TASKS TO COMPLETE:
a) Answer these questions using the text on Fez, labeling each answer with the same numeral as its question:
(i) In which years was the Ibn Danan synagogue restored?
(ii) How many square meters does the al Fassiyine Synagogue cover?
(iii) What goal for tourists did the king set in 2000?
b) Edit the text on Fez by writing out the words from "The synagogue was restored in 2010-2011" to "Ministry of Germany." with "restored" changed to "renovated".

[Begin EXTRACT]

He leads us through winding narrow alleyways to the Ibn Danan synagogue. The synagogue was restored in 1998-99 with the help of UNESCO, American Jews and American Express). From the top floor, you can see the Jewish cemetery. 

Nearby is al Fassiyine Synagogue, which a plaque notes, “belongs to the Jews (Beldiyine) Toshabirg, native Jews who lived in Fez before the arrival of the Megorashimns, the expelled Jews from Spain in 1492. The building, covering 170 sq meters was built in the 17th century. It includes a small entrance hall which leads to a prayer hall housing some furnished rooms on the mezzanine level. It has been used successively as a workshop for carpets and then a gym. Despite these different uses and the degradation of its state, it still keeps its original aspect.”

The synagogue was restored in 2010-2011 through the efforts of Simon Levy, former general secretary of the Judeo-Moroccan Heritage Foundation, the Jewish community of Fez, Jacques Toledano Foundation and the Foreign Affairs Ministry of Germany.

The reopening on February 13, 2013, was presided over by Morocco’s Islamist Prime Minister Abdelilah Benkirane inaugurated the reopening of the historic synagogue in which he conveyed the wish of Morocco’s King Muhammad VI that all the country’s synagogues be refurbished and serve as centers for cultural dialogue.

Hamid tells me that an adviser to the King and the ex-minister of Tourism were both Jewish.

Indentation on doorposts where a Mezuzah would have been, indicating a Jewish home, in the Fez el-Jdid, the Jewish Quarter Fez, Morocco © Karen Rubin/goingplacesfarandnear.com

The tourism minister had a lot to do with putting Morocco on the map as an international tourist destination.  The king, who studied at Harvard, in 2000 set a goal of 10 million tourists. “Morocco has no oil or gold. It had no highway or airport and didn’t exist except for hashish,” Hamid says. “The king opened Morocco to foreign companies, giving them five years duty-free. They were drawn by a peaceful country, a gateway to Africa. Foreign investors rebuilt the road to Marrakesh, turning it into an international city for the wealthy, like Europe.” Fez also seems to be benefiting – there is lots of restoration and new construction, at Riad el Yacout where we are staying.

As we weave through the alleyways, he shows us the indentation on the doorposts of houses where a mezuzah would have been placed, now the home of Muslims (what Jews remain in Fez live in the new city, Ville Nouvelle).

[End EXTRACT]
[Begin SOURCE DATA]

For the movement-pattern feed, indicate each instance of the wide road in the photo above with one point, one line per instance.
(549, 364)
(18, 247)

[End SOURCE DATA]

ANSWERS TO THE PROBLEMS:
a)
(i) 1998-99
(ii) 170 square meters
(iii) 10 million tourists

b)
The synagogue was renovated in 2010-2011 through the efforts of Simon Levy, former general secretary of the Judeo-Moroccan Heritage Foundation, the Jewish community of Fez, Jacques Toledano Foundation and the Foreign Affairs Ministry of Germany.